>> Start

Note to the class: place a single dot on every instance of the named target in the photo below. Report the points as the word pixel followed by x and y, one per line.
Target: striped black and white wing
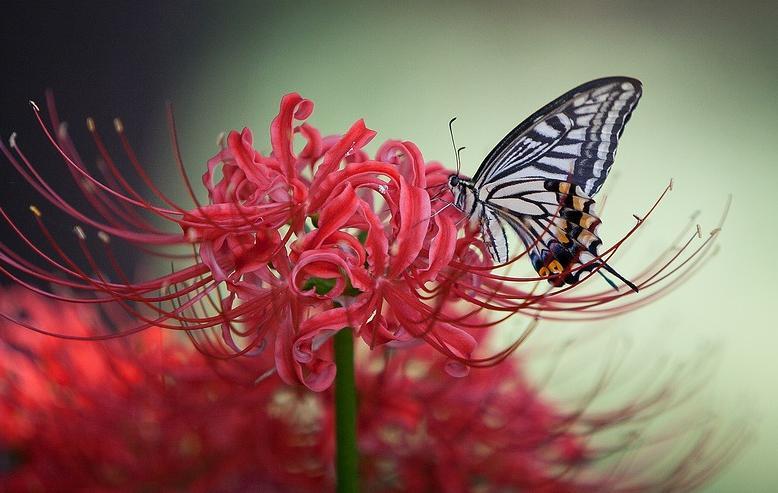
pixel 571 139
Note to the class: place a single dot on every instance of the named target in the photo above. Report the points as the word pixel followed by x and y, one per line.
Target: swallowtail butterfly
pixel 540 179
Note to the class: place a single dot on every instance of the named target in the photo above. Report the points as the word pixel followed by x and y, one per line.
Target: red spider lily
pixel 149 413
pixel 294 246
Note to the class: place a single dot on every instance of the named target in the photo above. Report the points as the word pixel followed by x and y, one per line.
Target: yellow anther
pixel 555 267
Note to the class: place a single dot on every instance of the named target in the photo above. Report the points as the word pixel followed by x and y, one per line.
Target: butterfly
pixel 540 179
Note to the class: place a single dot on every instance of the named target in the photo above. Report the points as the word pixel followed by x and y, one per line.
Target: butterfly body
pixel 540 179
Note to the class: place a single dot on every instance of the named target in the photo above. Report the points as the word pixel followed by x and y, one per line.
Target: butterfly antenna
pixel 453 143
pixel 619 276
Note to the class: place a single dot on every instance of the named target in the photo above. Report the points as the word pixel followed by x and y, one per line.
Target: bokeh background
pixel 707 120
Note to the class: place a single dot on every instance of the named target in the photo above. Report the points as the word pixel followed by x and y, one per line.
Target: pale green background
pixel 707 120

>> End
>> Start

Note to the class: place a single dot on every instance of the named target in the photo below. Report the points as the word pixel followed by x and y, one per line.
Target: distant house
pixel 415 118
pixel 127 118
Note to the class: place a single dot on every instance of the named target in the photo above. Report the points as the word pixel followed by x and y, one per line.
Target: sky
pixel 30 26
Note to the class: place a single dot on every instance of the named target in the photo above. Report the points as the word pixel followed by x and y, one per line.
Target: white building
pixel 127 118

>> End
>> Start

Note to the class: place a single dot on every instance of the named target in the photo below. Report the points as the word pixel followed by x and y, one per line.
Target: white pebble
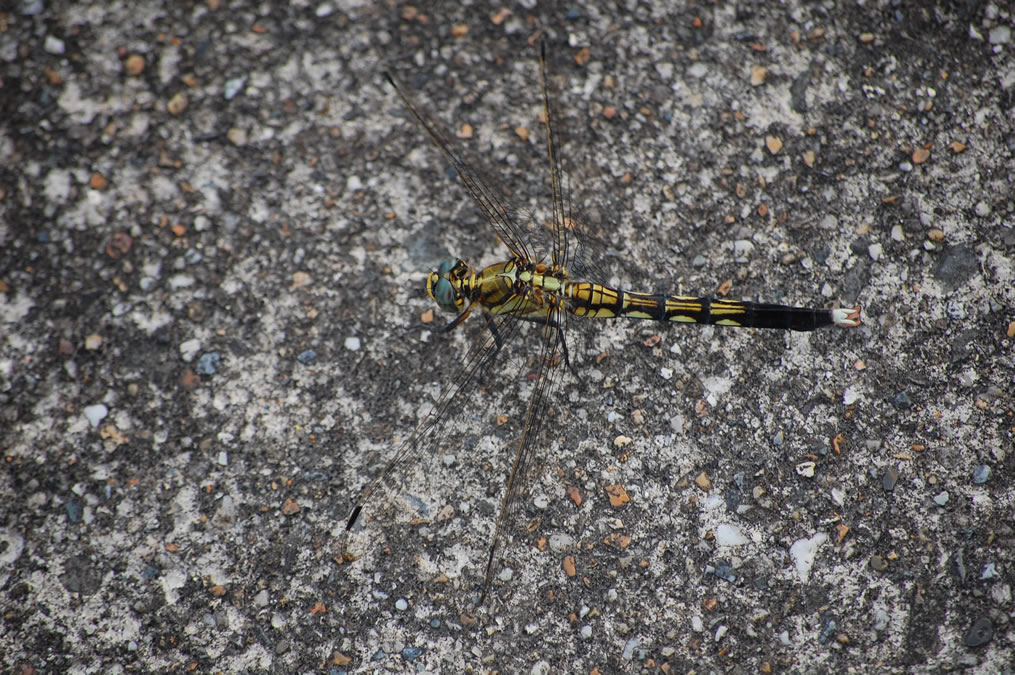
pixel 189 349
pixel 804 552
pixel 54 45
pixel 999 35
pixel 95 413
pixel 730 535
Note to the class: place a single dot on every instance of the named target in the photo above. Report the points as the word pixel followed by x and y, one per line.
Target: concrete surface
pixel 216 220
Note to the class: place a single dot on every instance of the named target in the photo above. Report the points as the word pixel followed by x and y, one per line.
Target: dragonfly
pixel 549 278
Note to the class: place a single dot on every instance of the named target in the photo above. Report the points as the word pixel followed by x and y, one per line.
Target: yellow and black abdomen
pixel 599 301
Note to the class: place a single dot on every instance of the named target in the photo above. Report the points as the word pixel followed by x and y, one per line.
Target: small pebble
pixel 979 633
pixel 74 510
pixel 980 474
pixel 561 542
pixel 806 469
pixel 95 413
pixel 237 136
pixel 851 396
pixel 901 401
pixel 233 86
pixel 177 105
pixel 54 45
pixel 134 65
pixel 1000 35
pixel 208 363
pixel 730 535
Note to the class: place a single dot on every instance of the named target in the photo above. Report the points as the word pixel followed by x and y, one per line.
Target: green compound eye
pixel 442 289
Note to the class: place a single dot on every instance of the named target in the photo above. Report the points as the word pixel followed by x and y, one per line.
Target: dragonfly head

>> End

To be done: Extract every line in the listing above that contains the word "butterfly", and copy each one unchanged.

The result:
Target: swallowtail butterfly
Target: butterfly
Target: butterfly body
Target: butterfly antenna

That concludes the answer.